## DESCRIPTION OF THE TASK:
Write out exactly the lines running from the line that includes "Task: Where can the woman's eyebrow" to the end of the data, both ends included, and nothing besides.

····················

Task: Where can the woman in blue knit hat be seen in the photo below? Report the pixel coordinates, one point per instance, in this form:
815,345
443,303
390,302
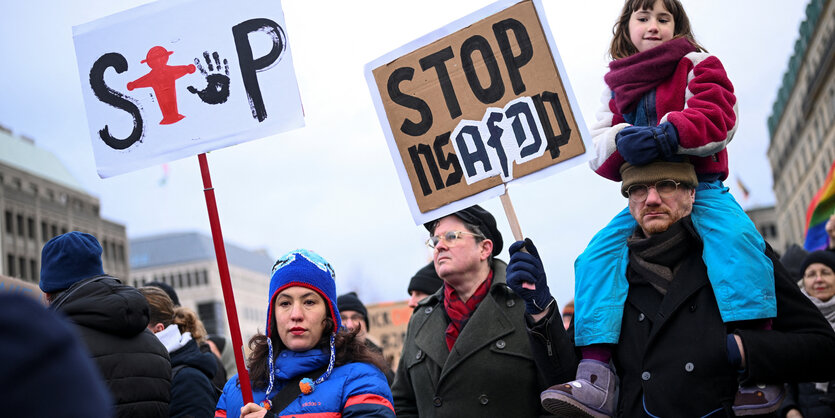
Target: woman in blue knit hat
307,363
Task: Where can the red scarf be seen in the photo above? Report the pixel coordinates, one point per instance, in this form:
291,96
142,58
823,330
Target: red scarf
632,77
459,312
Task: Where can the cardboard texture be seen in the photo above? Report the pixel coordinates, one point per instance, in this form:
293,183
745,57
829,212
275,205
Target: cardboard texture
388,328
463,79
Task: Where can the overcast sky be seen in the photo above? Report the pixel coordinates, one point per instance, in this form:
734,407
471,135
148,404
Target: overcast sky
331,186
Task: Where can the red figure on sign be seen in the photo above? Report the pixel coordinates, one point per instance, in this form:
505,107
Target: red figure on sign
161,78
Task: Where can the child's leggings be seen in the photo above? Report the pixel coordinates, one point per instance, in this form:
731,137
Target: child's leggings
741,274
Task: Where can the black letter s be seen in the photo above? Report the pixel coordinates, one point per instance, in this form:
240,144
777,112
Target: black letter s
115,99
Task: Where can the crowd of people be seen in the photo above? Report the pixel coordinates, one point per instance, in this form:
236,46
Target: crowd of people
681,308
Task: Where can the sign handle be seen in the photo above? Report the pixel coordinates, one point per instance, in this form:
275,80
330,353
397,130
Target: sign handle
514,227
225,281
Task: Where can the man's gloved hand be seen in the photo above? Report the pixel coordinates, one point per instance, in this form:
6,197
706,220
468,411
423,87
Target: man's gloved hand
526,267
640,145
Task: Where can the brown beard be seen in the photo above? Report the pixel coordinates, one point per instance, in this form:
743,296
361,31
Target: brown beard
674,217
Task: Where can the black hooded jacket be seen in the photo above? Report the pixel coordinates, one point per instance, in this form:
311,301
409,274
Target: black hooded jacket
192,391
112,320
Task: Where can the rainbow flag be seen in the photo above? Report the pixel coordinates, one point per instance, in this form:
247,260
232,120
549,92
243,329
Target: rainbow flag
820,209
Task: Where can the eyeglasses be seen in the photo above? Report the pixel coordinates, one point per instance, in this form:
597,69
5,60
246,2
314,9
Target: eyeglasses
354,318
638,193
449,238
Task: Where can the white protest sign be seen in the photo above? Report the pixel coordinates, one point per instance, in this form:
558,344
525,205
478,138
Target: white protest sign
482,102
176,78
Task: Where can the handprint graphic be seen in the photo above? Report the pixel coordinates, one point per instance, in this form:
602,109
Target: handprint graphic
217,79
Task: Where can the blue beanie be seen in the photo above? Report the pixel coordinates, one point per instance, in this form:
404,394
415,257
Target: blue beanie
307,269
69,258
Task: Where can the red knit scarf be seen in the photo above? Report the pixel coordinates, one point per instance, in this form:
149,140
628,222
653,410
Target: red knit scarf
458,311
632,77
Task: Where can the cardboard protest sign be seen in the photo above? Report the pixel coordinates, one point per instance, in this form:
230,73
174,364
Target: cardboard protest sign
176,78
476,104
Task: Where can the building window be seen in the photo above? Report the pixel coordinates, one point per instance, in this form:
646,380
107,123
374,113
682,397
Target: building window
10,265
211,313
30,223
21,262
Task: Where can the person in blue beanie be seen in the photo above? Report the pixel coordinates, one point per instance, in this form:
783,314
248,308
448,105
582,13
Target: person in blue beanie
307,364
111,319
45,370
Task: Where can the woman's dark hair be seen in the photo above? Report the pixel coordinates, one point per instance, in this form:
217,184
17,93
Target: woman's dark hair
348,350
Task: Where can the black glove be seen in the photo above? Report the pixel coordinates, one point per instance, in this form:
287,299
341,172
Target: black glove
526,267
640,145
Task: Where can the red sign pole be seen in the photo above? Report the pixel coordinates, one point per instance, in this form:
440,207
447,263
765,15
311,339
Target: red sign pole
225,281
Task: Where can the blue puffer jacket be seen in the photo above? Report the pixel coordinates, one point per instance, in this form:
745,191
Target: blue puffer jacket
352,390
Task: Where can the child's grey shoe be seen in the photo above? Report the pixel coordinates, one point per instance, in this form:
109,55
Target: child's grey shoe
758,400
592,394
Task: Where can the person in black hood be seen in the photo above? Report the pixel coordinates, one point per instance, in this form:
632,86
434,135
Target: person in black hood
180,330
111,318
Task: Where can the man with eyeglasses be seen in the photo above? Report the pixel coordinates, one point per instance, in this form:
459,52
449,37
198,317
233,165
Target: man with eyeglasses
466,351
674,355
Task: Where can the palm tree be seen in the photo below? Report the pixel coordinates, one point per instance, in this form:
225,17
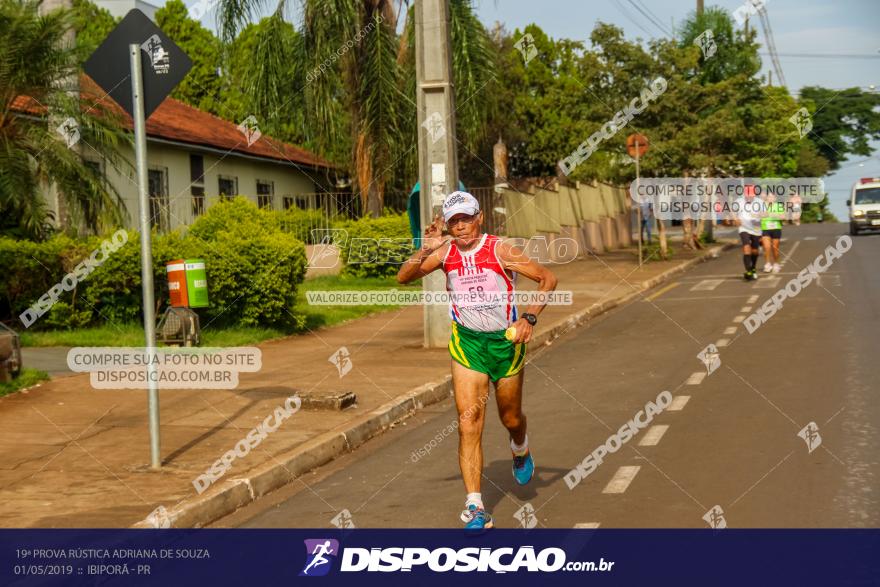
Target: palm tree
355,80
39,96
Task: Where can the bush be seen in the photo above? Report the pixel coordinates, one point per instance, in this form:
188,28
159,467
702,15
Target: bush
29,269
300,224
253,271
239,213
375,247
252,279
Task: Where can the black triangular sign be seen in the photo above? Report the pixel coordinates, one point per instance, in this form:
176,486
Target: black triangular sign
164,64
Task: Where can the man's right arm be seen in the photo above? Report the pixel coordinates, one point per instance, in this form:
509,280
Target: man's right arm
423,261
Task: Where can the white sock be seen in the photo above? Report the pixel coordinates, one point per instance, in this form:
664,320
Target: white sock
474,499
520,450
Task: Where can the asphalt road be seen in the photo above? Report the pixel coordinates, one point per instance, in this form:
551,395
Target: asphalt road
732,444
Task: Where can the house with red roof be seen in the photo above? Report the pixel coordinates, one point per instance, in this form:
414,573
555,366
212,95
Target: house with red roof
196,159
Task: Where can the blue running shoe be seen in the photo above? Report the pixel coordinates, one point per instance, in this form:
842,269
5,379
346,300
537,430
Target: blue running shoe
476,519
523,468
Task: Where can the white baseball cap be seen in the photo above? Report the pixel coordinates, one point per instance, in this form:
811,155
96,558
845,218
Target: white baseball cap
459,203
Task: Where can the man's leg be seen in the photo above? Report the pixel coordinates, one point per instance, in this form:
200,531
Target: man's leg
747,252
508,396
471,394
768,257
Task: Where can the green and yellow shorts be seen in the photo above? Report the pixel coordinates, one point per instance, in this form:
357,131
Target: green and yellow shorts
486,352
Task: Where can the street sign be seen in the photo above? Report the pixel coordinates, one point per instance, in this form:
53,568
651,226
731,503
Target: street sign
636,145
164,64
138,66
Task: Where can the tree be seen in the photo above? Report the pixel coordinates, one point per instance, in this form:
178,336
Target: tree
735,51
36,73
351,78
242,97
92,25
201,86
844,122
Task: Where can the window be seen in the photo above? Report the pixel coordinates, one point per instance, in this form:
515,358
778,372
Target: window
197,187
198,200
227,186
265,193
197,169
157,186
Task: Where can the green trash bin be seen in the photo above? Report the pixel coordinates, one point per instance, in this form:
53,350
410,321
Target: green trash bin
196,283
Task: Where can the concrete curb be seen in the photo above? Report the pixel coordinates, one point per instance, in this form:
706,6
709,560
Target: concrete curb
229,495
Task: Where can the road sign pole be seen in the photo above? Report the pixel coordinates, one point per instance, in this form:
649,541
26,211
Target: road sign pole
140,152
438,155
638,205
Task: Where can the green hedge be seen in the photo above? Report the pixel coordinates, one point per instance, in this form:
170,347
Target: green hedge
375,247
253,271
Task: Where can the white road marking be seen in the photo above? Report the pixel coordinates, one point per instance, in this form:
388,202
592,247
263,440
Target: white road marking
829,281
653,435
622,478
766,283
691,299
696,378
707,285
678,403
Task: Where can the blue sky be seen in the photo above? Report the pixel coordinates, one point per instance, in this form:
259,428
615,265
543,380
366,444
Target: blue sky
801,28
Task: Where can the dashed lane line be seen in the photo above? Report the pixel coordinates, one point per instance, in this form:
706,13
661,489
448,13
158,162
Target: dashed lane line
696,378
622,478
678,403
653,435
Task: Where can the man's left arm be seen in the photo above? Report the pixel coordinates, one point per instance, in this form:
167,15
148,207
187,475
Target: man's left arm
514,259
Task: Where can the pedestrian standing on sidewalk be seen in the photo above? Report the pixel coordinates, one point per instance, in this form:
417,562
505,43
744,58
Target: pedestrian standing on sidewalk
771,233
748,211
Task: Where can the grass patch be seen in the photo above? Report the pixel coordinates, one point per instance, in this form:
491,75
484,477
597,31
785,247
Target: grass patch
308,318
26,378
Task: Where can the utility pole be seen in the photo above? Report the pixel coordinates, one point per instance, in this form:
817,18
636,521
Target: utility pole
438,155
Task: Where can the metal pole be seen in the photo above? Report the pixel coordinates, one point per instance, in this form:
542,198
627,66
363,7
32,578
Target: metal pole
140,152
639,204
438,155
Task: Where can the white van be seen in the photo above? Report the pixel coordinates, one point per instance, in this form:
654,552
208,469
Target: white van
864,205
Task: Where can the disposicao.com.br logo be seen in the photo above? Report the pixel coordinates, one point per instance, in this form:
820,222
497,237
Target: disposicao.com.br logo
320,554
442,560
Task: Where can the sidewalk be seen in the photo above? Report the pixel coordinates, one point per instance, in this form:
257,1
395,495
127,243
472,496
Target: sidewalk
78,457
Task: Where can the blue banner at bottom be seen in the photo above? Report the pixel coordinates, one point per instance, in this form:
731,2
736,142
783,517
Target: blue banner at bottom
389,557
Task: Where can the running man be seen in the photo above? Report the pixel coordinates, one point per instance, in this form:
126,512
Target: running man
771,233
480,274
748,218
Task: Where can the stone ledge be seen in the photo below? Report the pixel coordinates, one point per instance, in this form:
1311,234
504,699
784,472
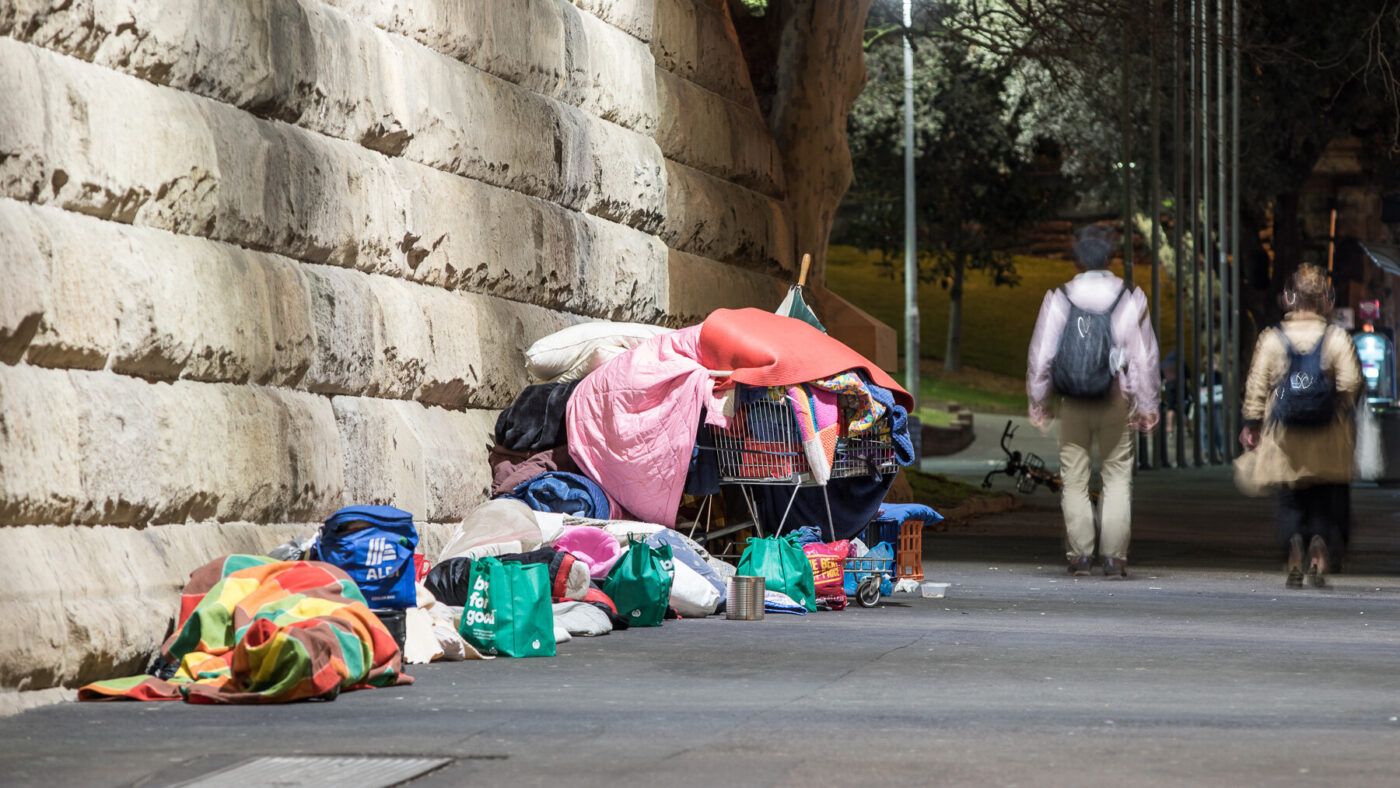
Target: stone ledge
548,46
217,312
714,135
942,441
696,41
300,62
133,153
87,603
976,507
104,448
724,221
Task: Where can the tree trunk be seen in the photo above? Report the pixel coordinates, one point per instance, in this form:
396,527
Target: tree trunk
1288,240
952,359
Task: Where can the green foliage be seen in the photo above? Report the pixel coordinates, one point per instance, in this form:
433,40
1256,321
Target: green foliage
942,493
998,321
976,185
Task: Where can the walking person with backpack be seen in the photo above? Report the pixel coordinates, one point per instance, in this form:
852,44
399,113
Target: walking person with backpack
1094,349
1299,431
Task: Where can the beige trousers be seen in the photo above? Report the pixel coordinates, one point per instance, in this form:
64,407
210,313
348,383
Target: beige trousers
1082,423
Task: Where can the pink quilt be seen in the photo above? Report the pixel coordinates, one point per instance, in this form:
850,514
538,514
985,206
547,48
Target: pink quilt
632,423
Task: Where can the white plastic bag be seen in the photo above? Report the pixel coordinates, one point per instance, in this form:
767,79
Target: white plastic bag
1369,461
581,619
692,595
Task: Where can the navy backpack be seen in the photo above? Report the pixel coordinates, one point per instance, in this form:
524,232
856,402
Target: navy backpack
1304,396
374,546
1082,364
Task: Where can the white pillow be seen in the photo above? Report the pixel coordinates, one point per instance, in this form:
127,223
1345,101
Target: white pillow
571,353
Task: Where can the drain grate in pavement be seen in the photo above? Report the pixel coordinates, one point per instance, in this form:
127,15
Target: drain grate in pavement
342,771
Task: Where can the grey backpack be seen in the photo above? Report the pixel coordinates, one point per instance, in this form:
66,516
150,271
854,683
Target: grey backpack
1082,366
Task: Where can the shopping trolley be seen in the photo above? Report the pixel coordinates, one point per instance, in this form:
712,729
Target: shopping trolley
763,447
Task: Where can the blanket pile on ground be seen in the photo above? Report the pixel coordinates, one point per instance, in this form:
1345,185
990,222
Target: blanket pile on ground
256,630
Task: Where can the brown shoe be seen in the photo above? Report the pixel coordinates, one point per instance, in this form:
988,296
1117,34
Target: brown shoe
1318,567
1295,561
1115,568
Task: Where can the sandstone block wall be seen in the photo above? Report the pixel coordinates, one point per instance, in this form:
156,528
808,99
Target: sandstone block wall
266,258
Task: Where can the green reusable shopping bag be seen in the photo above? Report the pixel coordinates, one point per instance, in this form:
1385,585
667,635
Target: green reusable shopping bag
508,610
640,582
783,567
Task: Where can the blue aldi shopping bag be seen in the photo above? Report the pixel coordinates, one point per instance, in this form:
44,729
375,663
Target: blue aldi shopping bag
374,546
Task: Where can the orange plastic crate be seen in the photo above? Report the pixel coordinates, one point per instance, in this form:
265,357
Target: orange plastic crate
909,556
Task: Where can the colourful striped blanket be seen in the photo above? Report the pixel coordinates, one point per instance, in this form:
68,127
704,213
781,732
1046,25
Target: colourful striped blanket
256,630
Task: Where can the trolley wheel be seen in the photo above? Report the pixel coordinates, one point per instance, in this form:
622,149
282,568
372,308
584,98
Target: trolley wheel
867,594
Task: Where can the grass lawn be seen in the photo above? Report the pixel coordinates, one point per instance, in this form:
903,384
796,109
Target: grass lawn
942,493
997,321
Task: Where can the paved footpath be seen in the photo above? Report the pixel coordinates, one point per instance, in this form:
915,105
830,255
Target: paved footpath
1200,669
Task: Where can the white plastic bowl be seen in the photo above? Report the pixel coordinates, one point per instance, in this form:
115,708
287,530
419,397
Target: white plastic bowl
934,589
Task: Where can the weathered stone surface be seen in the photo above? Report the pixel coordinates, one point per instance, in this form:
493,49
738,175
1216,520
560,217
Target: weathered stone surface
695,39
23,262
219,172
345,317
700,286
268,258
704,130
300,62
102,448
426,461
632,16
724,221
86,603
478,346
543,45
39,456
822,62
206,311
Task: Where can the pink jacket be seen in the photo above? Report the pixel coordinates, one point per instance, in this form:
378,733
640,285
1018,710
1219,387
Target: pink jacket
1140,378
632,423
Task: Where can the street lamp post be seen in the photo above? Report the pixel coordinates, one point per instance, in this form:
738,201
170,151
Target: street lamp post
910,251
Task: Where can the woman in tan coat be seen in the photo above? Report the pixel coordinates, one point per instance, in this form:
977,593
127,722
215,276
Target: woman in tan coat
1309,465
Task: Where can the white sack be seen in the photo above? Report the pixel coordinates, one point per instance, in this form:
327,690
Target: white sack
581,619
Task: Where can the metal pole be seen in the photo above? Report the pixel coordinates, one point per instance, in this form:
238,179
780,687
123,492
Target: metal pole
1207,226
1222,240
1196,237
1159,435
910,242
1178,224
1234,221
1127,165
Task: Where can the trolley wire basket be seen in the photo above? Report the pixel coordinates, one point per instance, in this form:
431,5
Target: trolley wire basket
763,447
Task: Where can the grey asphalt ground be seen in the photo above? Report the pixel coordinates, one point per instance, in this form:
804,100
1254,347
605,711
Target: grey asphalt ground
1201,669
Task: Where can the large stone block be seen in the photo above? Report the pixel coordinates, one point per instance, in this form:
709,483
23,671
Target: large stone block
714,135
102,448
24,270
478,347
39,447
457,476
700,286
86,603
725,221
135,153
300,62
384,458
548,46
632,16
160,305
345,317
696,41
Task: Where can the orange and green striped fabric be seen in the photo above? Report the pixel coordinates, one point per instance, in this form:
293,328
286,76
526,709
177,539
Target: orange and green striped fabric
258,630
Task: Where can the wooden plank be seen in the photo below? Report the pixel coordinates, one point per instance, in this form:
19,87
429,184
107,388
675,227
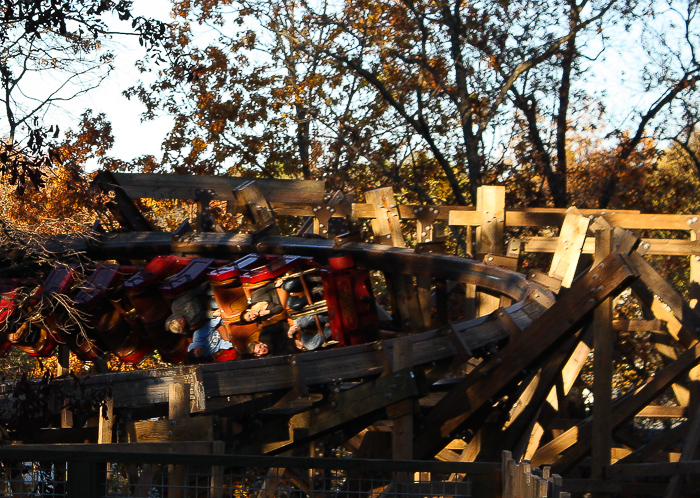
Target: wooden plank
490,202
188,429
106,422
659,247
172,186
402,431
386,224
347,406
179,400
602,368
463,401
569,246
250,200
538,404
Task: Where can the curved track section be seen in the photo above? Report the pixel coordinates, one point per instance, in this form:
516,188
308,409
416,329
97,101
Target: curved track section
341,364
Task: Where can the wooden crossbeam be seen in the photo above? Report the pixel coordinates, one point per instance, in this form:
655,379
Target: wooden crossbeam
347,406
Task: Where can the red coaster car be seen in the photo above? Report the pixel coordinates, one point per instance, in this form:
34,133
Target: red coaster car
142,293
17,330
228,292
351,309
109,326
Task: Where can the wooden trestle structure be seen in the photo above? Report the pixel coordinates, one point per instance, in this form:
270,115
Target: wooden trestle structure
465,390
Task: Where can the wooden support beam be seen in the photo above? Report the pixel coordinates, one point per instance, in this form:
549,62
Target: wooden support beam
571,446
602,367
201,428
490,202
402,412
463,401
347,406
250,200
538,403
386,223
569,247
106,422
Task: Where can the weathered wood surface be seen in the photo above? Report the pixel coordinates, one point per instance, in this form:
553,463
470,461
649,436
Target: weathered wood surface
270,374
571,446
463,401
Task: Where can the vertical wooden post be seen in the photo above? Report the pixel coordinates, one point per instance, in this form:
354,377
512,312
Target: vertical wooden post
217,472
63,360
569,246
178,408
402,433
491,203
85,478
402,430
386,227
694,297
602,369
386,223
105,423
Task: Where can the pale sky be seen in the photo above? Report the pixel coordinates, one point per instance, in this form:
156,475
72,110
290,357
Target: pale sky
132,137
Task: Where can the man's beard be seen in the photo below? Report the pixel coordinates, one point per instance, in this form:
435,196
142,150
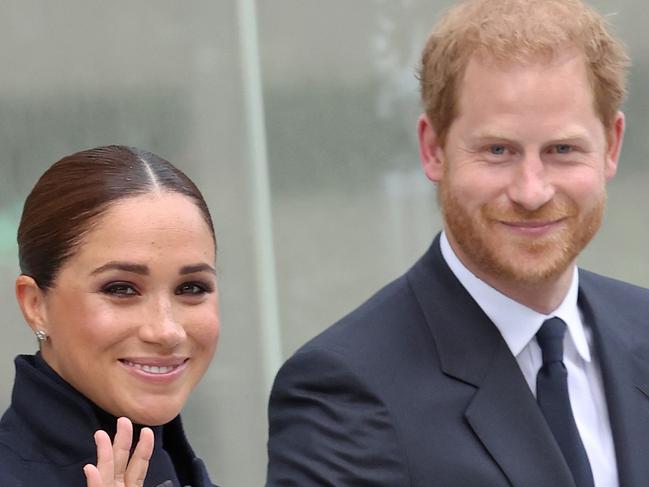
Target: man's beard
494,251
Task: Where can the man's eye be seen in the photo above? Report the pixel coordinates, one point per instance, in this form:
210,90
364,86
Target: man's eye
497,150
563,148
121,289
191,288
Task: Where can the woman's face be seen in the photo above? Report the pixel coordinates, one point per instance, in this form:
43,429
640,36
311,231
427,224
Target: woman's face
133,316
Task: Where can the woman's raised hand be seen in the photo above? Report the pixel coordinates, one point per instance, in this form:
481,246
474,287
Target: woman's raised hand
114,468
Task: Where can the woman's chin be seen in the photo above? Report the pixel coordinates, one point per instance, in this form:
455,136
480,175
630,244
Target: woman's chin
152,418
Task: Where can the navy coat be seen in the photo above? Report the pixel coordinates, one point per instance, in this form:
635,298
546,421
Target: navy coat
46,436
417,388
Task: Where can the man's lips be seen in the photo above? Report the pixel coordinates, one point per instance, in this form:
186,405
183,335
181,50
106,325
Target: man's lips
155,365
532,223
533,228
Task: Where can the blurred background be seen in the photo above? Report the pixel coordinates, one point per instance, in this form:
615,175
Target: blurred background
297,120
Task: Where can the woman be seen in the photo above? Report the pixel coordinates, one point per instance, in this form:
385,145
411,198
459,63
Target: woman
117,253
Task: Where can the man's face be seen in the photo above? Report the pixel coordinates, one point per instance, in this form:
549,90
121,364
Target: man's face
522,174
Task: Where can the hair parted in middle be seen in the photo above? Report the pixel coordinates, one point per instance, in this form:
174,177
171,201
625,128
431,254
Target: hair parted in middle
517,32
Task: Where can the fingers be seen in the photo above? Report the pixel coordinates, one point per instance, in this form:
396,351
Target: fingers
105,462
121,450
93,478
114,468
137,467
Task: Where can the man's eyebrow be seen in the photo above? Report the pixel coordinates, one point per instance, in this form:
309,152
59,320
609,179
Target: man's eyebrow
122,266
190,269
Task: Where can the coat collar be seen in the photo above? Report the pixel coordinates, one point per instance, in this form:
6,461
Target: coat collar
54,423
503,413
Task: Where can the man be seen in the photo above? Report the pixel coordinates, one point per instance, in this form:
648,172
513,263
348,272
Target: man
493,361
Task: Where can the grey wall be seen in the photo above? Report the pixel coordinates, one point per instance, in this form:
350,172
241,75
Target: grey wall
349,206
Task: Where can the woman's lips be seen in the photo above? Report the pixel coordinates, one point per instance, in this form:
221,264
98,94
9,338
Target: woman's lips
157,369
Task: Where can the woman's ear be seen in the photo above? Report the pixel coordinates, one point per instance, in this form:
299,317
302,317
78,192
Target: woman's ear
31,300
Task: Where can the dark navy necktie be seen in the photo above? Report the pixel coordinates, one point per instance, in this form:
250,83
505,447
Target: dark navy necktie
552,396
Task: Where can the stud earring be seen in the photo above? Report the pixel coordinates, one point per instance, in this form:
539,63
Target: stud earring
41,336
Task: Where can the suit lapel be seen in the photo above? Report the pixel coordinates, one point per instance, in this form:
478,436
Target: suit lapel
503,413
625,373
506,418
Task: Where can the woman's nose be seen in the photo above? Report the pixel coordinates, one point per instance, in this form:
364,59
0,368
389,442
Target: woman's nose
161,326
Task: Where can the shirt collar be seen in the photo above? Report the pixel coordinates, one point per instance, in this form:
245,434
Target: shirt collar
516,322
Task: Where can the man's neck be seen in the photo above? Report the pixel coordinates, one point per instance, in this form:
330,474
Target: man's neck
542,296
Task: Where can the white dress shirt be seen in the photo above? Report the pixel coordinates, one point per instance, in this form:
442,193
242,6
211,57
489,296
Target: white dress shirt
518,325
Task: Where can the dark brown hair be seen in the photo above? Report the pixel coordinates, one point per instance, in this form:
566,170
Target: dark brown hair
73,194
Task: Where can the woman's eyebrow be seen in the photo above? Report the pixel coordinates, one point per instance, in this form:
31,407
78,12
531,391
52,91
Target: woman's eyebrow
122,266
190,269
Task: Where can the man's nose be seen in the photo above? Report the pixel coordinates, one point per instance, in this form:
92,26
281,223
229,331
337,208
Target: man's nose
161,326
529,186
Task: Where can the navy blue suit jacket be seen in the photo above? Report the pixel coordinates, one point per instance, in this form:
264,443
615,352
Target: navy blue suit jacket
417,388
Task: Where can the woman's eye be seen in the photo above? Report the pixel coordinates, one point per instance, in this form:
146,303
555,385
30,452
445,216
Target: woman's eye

····················

## EXPECTED ANSWER:
Task: Where can the woman's eyebrow be seen in the photo above? Report the pixel coordinates, one point per instance, in this form:
31,407
78,12
531,391
52,91
Target: woman's eyebrow
122,266
190,269
Task: Where can the man's nose be seen in the photo above? Report the pixel coordinates, one point per instance, in this form:
92,26
281,223
229,331
337,208
Target: man's nose
161,326
529,186
Task: Where can the navy blue suit jacket be seen in the photo above? Report the pixel coordinates, one point per instance, in this form:
264,443
615,352
Target: navy blue suit jacket
417,388
Task: Where can the woman's eye be seen in the photo above? Report the pixel coordinates, one point per instance, in this form:
146,303
555,385
30,452
445,216
Target: woman's eye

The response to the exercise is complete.